Go to the line that contains "Target: shadow on ground" and extract it along with every line after it, exactly, through the end of the data below.

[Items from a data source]
::::::::

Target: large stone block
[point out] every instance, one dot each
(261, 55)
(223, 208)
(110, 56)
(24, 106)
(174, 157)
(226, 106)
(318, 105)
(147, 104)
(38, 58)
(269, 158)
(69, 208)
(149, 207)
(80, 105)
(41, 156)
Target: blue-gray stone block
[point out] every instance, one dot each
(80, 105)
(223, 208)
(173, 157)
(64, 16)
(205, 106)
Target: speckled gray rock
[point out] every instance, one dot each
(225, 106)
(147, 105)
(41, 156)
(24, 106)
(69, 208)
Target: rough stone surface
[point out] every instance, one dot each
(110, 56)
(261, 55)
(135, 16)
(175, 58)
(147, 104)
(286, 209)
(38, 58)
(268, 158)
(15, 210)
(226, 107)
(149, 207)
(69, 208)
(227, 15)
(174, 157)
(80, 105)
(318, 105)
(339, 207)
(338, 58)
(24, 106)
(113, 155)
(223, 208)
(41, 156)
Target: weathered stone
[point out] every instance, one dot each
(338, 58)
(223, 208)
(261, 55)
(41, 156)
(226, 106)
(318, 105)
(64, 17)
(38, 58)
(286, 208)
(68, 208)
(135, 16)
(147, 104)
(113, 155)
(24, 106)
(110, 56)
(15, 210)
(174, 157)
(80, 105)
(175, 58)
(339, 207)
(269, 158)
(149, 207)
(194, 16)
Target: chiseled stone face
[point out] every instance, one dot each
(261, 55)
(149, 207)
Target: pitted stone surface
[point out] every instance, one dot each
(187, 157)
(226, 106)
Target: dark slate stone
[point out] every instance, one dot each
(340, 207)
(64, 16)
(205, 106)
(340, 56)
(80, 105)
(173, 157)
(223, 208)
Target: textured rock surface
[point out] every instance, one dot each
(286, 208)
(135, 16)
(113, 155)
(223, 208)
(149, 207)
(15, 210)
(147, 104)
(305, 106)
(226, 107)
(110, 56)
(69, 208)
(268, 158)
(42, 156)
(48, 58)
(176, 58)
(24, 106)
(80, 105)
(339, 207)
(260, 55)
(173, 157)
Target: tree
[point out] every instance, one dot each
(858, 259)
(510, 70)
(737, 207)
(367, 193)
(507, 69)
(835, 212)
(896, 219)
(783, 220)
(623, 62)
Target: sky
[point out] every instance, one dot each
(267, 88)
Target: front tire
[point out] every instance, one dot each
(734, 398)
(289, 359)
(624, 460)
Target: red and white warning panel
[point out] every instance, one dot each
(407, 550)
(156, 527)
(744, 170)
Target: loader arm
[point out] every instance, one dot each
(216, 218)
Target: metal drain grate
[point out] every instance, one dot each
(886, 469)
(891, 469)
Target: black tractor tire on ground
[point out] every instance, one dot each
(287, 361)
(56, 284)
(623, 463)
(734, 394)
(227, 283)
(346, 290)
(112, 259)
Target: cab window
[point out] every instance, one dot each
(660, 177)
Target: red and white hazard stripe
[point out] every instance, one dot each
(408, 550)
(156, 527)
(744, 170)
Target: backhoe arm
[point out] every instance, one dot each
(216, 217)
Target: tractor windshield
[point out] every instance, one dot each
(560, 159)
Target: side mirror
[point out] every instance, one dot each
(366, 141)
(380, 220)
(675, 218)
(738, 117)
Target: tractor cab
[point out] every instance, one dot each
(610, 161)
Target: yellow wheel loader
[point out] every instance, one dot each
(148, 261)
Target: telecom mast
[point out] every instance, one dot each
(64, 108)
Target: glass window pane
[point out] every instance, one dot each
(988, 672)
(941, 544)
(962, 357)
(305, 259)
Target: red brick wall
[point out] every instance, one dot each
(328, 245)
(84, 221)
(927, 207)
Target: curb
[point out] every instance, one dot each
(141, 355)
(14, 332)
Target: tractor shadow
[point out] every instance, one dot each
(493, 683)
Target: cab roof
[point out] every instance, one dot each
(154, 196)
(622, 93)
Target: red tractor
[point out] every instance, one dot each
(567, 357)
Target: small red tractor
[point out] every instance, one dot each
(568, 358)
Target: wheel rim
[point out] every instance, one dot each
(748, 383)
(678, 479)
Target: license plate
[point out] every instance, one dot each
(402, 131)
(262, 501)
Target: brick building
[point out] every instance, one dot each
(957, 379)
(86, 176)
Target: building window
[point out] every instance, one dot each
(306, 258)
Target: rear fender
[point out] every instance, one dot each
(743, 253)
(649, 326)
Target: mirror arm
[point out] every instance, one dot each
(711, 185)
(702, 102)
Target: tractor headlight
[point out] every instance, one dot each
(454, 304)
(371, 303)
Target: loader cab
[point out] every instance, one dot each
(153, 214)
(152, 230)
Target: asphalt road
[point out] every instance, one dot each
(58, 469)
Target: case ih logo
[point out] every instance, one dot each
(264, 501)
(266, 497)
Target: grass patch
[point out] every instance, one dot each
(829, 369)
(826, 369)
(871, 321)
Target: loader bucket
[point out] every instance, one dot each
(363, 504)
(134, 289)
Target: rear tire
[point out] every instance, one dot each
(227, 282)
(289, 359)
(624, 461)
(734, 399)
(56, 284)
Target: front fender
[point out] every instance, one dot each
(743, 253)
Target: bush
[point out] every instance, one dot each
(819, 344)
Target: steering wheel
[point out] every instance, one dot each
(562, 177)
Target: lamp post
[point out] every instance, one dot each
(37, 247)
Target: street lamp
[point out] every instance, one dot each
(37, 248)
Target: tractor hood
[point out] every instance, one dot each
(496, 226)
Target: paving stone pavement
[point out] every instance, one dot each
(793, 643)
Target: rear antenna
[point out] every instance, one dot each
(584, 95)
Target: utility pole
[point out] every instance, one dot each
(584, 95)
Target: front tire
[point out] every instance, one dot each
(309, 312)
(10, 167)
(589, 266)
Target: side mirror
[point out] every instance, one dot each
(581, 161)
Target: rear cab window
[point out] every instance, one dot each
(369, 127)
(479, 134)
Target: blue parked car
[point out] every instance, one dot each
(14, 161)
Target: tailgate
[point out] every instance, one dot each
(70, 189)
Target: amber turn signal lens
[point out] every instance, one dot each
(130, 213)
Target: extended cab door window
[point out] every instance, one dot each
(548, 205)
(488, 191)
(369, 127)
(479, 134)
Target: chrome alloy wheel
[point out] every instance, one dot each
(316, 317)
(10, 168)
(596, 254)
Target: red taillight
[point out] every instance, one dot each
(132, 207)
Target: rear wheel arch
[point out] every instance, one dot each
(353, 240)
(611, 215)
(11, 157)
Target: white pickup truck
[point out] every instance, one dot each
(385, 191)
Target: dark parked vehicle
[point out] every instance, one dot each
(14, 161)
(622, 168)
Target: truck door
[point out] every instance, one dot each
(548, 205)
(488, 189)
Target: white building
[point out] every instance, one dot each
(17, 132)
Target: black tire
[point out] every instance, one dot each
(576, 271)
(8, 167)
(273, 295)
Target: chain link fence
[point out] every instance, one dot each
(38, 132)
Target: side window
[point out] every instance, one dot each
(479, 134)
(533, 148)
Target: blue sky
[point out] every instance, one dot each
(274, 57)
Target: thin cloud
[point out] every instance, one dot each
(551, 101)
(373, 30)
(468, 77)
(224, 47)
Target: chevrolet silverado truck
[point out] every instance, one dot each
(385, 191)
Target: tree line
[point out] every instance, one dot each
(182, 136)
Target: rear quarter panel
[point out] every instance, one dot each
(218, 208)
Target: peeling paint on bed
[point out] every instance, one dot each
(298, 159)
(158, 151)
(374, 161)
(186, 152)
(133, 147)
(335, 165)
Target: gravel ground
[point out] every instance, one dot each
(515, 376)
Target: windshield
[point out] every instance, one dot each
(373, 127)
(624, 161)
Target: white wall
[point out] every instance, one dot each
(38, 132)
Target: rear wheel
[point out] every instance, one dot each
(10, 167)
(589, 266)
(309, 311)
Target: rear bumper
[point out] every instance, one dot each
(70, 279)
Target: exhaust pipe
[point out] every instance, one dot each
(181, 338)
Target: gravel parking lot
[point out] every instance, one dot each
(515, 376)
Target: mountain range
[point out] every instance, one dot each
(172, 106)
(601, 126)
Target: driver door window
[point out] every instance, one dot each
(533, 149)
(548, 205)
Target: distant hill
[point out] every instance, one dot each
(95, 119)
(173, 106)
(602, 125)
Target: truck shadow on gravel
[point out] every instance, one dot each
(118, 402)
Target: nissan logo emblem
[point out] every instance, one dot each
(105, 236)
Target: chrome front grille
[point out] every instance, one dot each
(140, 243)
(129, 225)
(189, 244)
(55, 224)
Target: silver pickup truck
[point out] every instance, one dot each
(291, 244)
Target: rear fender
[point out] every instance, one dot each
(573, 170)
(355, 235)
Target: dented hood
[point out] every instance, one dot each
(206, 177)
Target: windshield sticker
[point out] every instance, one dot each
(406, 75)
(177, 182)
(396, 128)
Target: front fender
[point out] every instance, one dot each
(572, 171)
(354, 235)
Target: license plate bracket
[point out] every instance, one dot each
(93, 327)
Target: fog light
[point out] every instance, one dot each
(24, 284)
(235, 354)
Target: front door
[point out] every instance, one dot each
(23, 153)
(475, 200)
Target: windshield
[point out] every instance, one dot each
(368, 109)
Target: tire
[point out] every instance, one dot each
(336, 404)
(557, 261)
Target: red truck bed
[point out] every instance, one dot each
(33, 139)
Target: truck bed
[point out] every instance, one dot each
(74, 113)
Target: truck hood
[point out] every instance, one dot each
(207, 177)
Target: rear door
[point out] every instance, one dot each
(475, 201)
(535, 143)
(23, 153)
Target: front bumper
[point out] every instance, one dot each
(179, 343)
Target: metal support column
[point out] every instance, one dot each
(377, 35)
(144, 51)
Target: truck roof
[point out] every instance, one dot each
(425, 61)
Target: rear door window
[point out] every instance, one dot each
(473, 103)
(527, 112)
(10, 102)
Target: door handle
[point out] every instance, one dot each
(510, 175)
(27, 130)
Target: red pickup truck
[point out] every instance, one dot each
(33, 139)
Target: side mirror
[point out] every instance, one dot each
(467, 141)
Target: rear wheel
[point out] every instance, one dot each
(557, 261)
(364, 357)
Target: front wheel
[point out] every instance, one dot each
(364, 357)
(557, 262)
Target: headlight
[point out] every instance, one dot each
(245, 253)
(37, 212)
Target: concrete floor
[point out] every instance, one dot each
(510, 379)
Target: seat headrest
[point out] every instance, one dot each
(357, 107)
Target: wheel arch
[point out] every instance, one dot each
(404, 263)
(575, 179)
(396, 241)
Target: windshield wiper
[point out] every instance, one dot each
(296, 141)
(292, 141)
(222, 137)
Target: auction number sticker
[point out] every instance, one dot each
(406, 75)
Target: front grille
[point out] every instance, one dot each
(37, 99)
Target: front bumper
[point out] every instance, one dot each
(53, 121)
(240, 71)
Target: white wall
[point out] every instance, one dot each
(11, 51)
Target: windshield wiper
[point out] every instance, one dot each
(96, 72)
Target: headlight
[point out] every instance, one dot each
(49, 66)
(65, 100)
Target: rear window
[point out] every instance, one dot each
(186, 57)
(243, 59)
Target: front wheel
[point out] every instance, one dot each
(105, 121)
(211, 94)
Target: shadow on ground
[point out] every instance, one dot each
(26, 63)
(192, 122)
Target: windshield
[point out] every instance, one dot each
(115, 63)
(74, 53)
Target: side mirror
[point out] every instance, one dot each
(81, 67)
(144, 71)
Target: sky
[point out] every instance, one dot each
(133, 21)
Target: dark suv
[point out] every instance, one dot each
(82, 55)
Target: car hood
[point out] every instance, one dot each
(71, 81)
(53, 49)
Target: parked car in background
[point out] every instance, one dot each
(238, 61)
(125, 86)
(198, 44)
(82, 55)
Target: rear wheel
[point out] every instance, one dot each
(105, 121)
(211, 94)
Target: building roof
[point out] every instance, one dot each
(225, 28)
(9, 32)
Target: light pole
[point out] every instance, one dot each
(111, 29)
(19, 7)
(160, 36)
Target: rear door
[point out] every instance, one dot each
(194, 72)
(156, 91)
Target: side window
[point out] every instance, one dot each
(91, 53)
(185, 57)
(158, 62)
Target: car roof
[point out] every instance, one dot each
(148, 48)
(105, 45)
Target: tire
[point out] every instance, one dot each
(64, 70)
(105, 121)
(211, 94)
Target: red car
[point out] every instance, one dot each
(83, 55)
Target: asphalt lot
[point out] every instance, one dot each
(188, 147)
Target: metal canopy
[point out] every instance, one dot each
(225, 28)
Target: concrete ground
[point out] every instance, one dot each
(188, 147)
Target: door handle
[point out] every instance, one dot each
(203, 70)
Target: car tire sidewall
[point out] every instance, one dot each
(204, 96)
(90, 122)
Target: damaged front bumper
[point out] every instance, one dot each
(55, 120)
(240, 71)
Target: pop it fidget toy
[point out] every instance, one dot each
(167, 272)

::::::::

Task answer:
Target: shadow on ground
[point out] every instance, one dot each
(26, 63)
(192, 122)
Target: windshield
[point out] every instance, one dot each
(115, 63)
(74, 53)
Target: side mirror
[point out] every instance, one dot each
(81, 67)
(144, 71)
Target: sky
[point out] every instance, one dot each
(133, 21)
Target: dark suv
[point out] every instance, one dot each
(82, 55)
Target: car hood
[point out] every instance, one dot each
(71, 81)
(53, 49)
Target: parked car in background
[point out] every instance, one dot each
(238, 61)
(125, 86)
(198, 44)
(82, 55)
Target: rear wheel
[point out] every instance, one dot each
(105, 121)
(211, 94)
Target: building roof
[point out] every instance, one dot each
(225, 28)
(9, 32)
Target: light pole
[point out] every instance, one dot each
(111, 29)
(19, 7)
(160, 36)
Target: rear door
[point out] every instance, one dot each
(194, 72)
(156, 91)
Target: side window
[point out] every instance, one dot each
(91, 53)
(185, 57)
(158, 62)
Target: car roof
[point out] every instance, one dot each
(148, 48)
(105, 45)
Target: tire
[point out] every instance, one dot each
(64, 70)
(105, 121)
(211, 94)
Target: red car
[point out] every instance, one dot each
(83, 55)
Target: asphalt lot
[point out] every instance, one dot each
(188, 147)
Target: metal canopy
[point out] every instance, one dot each
(225, 28)
Target: concrete ground
[point out] every instance, one dot each
(188, 147)
Target: door handle
[point out] every instance, one dot each
(203, 70)
Target: car tire sidewall
[point out] every instance, one dot each
(204, 96)
(90, 122)
Target: damaged front bumper
[point out] every instance, one dot each
(55, 120)
(240, 71)
Target: pop it fidget toy
[point out] every instance, one dot each
(167, 272)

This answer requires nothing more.